Saved data entries:
Segment Open

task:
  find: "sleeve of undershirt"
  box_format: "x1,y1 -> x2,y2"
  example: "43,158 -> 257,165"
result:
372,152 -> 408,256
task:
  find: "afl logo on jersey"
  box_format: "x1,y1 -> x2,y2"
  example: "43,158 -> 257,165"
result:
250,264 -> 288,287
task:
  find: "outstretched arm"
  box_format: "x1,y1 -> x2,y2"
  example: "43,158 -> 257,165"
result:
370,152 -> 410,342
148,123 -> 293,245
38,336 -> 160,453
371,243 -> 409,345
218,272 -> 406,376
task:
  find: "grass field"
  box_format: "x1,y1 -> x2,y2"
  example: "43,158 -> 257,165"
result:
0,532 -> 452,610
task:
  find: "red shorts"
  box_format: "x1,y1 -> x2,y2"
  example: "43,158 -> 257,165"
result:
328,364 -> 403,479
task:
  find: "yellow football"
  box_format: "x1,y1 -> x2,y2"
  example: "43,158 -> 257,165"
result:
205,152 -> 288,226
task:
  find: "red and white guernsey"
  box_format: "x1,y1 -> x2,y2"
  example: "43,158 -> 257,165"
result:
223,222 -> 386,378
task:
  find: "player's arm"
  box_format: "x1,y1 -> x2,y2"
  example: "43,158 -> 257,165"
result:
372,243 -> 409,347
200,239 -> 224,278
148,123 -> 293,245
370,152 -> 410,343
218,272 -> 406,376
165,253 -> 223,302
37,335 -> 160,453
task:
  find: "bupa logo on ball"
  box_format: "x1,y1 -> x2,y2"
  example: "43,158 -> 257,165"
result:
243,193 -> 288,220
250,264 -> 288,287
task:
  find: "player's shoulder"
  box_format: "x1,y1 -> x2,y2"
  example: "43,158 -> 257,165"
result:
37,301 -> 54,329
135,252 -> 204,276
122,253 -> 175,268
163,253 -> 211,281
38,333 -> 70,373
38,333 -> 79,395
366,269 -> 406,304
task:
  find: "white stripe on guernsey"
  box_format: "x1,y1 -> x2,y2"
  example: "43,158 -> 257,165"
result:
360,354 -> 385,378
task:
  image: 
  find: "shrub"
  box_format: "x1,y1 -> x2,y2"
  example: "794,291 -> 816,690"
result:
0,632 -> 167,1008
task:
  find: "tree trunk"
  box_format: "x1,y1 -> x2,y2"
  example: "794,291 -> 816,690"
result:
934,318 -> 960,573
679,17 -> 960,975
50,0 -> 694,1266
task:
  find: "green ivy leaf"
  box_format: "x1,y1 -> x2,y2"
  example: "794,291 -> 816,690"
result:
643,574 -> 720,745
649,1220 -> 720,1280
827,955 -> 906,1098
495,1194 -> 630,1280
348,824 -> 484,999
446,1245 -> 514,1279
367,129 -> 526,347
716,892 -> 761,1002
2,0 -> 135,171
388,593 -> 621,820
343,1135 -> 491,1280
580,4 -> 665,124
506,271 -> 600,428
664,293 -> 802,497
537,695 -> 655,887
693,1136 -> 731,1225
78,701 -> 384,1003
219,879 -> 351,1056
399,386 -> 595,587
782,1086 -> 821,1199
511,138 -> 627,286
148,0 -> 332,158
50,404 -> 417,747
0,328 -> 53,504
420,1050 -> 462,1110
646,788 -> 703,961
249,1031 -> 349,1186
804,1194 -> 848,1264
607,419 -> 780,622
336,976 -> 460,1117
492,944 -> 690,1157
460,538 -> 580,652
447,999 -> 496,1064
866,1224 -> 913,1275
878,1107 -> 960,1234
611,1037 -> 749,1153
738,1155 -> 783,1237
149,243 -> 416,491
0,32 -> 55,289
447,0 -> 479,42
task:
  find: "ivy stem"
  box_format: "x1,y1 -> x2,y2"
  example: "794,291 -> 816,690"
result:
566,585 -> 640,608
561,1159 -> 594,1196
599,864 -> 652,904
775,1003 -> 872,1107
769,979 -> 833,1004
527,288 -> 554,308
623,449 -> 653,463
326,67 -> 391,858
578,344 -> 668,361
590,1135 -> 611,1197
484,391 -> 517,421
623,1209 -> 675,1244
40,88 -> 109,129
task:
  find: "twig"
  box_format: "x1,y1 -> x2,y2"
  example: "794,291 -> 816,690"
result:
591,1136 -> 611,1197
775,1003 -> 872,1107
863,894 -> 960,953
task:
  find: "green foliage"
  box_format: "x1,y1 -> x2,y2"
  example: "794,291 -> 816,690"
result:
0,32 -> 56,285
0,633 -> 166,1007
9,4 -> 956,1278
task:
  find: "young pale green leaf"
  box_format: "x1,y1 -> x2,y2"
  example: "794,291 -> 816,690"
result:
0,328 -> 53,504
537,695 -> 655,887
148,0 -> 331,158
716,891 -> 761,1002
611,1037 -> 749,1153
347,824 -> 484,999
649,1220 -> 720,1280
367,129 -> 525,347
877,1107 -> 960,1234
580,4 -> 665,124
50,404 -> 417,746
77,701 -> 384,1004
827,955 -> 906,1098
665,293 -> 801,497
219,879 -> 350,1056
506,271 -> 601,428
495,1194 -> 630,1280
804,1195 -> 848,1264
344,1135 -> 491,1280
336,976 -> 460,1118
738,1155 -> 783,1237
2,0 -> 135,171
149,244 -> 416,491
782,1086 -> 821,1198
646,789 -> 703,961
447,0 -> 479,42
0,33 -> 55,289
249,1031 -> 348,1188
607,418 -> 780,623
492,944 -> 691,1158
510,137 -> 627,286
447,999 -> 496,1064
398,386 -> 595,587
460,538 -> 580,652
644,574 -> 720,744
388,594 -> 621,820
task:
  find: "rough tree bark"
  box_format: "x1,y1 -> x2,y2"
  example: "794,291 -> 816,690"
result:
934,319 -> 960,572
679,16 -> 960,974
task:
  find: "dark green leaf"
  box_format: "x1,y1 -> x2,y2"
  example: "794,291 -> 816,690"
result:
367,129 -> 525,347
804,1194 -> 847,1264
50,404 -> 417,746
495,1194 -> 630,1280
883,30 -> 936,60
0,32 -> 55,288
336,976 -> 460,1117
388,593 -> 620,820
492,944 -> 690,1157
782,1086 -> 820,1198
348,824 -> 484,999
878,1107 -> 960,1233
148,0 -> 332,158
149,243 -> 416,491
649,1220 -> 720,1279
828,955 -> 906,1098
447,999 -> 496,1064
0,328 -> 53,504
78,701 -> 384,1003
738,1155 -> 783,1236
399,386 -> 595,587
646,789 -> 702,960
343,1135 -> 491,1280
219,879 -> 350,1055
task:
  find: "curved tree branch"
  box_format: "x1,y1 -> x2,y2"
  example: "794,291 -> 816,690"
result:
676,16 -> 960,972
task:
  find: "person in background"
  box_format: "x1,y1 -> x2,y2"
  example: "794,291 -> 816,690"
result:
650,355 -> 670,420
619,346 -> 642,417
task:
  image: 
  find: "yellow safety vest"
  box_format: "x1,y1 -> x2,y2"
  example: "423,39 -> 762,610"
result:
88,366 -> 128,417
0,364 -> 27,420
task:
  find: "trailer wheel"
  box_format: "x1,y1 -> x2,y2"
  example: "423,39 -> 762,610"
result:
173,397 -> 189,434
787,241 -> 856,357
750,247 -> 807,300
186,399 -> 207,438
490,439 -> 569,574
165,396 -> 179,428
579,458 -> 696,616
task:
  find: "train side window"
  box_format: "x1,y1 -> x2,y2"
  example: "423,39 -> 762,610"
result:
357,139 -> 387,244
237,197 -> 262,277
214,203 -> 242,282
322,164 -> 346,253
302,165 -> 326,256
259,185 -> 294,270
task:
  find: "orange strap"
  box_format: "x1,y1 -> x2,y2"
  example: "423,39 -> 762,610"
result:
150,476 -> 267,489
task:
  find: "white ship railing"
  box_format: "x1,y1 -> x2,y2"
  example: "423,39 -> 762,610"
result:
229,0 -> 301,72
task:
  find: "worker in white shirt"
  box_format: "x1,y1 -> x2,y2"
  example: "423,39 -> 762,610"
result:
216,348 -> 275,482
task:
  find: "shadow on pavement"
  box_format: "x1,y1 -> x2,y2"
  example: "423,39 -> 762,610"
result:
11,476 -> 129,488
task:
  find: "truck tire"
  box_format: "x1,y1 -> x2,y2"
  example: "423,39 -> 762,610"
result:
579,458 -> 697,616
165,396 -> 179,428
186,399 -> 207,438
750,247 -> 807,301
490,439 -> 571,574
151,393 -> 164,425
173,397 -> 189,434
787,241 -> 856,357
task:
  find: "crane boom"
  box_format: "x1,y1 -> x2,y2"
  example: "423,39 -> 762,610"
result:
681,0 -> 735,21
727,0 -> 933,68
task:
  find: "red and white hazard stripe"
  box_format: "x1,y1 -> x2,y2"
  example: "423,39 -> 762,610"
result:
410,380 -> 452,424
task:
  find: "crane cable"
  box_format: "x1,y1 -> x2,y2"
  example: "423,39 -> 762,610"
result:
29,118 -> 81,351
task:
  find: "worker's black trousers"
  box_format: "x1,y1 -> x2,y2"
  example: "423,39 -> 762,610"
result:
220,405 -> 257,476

Segment Closed

Scan the records above, then copy out each line that mentions "tree".

» Written solution
  find: "tree trunk"
  find: "rough tree bark"
  find: "curved tree branch"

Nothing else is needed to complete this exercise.